## Task list
A. Reproduce the part of the passage on SCHOTT's thin-film solar plant in Jena starting at "SCHOTT, the technology" and ending at "its Jena site.".
B. Pick up the passage on SCHOTT's thin-film solar plant in Jena after its final sentence and carry it forward.

## Selected passage
• • • • • • •
SCHOTT, the technology group based in Mainz, Germany, inaugurated industrial mass production of thin-film solar modules in Jena by its subsidiary, SCHOTT Solar. By investing a total of 75 million euros towards a state-of-the art manufacturing facility with a module capacity of 33 megawatts (MW) per year, SCHOTT will be creating an additional 180 jobs at its Jena site.
With the Prime Minister of Thuringia, Dieter Althaus, in attendance, Prof. Udo Ungeheuer, Chairman of the Board of Management of SCHOTT, emphasized the strategic importance of this production facility: "By engaging in high-technology mass production of thin-film modules, we are creating a second source of revenue for our photovoltaic activities. As with wafer-based technology, we will now be improving our position among the world's leading manufacturers in the field of thin-film technology, as well. Furthermore, we will be turning Jena into a site with strong solar expertise."
• • • • • • •
Source records

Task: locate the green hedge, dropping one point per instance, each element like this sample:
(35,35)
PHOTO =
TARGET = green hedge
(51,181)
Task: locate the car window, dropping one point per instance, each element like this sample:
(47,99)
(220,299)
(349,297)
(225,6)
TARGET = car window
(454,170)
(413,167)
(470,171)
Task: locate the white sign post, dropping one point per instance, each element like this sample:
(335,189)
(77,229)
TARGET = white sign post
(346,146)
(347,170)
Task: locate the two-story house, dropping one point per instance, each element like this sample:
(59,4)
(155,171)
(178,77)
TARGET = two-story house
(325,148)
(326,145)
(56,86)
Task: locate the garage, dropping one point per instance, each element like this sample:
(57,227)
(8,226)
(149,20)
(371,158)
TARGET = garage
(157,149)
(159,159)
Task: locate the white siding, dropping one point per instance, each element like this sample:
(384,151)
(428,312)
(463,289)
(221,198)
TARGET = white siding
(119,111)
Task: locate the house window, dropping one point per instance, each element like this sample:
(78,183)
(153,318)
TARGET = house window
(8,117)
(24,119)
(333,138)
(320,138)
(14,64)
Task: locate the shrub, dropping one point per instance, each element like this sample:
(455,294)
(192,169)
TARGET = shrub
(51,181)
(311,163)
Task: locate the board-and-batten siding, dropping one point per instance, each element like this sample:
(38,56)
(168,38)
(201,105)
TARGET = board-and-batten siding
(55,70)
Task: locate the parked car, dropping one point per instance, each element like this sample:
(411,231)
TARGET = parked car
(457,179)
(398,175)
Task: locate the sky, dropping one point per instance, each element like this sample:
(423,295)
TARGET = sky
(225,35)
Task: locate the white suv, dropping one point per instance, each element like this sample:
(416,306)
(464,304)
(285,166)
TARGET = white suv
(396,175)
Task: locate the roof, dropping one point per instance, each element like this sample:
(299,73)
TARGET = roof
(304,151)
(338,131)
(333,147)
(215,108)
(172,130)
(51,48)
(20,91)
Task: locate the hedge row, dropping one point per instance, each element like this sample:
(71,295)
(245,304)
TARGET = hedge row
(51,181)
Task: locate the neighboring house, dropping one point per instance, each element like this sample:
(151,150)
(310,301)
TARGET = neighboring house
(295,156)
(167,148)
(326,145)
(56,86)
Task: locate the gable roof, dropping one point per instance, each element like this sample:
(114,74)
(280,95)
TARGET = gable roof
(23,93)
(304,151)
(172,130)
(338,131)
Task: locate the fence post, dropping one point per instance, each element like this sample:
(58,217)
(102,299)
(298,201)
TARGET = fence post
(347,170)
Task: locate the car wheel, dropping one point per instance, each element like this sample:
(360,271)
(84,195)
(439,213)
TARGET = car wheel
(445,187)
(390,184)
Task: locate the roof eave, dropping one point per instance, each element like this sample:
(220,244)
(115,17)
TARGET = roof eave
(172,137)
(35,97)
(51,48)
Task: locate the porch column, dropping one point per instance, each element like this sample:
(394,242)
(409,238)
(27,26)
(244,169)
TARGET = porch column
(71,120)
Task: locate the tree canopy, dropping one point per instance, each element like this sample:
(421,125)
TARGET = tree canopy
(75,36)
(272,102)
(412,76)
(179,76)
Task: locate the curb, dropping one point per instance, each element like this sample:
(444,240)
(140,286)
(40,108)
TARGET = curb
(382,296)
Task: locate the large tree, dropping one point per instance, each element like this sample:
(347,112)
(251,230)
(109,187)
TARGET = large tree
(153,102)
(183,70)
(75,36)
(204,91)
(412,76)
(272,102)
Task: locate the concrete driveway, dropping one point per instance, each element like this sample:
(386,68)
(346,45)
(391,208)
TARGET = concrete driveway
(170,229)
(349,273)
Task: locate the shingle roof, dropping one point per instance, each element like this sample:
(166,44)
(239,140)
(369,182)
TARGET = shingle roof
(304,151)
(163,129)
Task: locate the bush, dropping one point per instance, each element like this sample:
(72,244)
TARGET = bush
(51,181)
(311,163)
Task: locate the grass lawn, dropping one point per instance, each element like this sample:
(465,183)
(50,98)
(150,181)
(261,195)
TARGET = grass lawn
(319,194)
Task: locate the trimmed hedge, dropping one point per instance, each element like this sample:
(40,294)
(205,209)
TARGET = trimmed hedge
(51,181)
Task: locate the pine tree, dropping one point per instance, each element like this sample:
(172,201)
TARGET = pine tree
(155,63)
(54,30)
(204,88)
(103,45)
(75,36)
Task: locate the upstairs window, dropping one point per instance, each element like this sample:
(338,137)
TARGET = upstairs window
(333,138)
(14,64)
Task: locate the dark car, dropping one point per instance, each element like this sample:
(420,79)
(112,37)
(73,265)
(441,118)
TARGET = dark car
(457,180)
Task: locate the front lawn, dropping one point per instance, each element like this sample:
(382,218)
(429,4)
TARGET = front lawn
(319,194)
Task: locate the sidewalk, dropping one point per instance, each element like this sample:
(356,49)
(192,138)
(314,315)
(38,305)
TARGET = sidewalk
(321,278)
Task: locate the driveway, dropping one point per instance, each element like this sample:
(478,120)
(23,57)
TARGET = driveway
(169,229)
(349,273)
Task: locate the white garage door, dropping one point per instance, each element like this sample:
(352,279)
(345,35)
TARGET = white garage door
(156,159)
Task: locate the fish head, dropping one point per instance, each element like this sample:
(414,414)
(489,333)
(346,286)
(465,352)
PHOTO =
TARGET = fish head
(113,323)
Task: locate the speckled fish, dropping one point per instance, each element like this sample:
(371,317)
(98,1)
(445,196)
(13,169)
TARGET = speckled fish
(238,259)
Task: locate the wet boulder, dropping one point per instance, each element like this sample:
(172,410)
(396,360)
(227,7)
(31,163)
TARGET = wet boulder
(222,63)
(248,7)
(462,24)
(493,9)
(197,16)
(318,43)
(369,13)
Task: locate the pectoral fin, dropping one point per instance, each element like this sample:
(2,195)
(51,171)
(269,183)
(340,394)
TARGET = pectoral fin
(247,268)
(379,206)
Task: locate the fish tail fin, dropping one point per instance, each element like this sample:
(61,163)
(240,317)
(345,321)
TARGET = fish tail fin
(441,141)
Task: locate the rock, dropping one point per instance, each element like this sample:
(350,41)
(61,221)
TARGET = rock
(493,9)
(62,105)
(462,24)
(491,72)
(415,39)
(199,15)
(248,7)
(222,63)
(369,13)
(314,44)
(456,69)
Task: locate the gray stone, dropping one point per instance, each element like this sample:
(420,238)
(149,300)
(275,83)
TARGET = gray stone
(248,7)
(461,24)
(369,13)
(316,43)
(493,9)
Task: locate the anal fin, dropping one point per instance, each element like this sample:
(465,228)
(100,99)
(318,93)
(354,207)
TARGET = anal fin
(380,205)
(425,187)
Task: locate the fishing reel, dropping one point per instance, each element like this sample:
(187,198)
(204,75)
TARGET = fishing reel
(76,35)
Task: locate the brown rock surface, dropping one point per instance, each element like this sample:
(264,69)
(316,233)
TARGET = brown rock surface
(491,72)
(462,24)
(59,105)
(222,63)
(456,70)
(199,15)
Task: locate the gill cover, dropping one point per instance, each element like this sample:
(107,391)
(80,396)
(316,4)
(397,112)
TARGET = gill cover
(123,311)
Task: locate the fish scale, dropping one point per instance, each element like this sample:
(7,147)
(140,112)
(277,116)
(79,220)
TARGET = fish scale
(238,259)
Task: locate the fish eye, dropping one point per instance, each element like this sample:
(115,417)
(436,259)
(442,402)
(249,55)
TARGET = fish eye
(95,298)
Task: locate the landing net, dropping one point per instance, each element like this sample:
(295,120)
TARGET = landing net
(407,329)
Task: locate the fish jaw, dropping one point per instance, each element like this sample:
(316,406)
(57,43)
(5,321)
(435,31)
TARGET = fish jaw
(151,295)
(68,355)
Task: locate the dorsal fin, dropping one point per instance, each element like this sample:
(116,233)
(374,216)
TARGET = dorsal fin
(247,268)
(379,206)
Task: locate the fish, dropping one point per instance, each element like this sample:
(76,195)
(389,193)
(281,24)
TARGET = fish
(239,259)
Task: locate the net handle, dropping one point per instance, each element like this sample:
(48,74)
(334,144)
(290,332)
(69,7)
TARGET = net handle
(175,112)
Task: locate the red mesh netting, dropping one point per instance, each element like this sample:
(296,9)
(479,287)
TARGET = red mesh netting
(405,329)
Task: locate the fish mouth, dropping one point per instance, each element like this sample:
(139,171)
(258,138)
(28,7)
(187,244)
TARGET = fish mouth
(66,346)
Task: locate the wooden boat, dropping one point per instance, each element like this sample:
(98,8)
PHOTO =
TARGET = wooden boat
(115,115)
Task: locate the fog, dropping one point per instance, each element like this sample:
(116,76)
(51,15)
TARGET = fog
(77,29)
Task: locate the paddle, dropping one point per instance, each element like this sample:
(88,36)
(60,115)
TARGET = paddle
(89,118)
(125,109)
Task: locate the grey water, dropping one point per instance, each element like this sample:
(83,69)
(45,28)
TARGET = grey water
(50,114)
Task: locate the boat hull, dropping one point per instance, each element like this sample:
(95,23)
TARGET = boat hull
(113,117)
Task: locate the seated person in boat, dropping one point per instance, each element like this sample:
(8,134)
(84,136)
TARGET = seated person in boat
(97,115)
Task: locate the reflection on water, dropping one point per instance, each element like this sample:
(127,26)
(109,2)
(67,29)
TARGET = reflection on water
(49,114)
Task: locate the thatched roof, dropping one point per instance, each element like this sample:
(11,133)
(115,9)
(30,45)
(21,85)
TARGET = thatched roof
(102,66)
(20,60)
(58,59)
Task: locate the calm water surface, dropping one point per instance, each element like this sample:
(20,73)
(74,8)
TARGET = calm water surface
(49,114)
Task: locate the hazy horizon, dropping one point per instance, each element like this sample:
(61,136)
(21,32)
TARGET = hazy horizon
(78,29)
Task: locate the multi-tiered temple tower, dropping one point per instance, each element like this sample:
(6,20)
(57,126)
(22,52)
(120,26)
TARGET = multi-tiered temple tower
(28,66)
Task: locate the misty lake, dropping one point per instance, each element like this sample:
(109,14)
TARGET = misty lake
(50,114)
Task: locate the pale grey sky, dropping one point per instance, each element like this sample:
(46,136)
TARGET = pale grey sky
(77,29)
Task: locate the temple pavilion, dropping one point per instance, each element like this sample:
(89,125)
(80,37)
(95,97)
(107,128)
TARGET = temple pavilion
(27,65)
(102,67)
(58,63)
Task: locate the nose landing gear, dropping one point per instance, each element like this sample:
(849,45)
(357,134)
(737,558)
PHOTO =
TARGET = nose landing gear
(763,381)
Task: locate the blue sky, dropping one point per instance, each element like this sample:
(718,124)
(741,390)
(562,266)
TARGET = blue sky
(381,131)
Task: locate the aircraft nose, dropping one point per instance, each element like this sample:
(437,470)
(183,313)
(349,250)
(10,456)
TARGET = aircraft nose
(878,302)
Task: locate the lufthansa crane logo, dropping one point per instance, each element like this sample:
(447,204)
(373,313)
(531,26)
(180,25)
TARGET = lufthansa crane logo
• • • • • • •
## Task responses
A.
SCHOTT, the technology group based in Mainz, Germany, inaugurated industrial mass production of thin-film solar modules in Jena by its subsidiary, SCHOTT Solar. By investing a total of 75 million euros towards a state-of-the art manufacturing facility with a module capacity of 33 megawatts (MW) per year, SCHOTT will be creating an additional 180 jobs at its Jena site.

B.
SCHOTT Solar produces ASI® thin-film modules based on amorphous silicon (ASI = amorphous silicon) under nearly fully-automated, clean room conditions. This process calls for amorphous silicon to be vapor deposited onto a thin pane of glass. Each day, more than 1,000 framed standard modules 130 x 110 cm in size will be manufactured for roof-top PV systems and ground- mounted PV systems. In addition, SCHOTT Solar also manufactures raw modules in various sizes for customers that provide customized photovoltaic solutions for integration in buildings.
Professor Ungeheuer notes that thin-film technology offers a number of advantages. "Thin-film technology effectively saves raw materials, because it requires far less silicon. Furthermore, as a result of the great flexibility with respect to shape and design, thin-film modules are perfectly suited for integration in buildings. They offer architects interesting possibilities to create glazing applications for windows, roofs and facades in conjunction with environmentally-friendly power generation," he notes.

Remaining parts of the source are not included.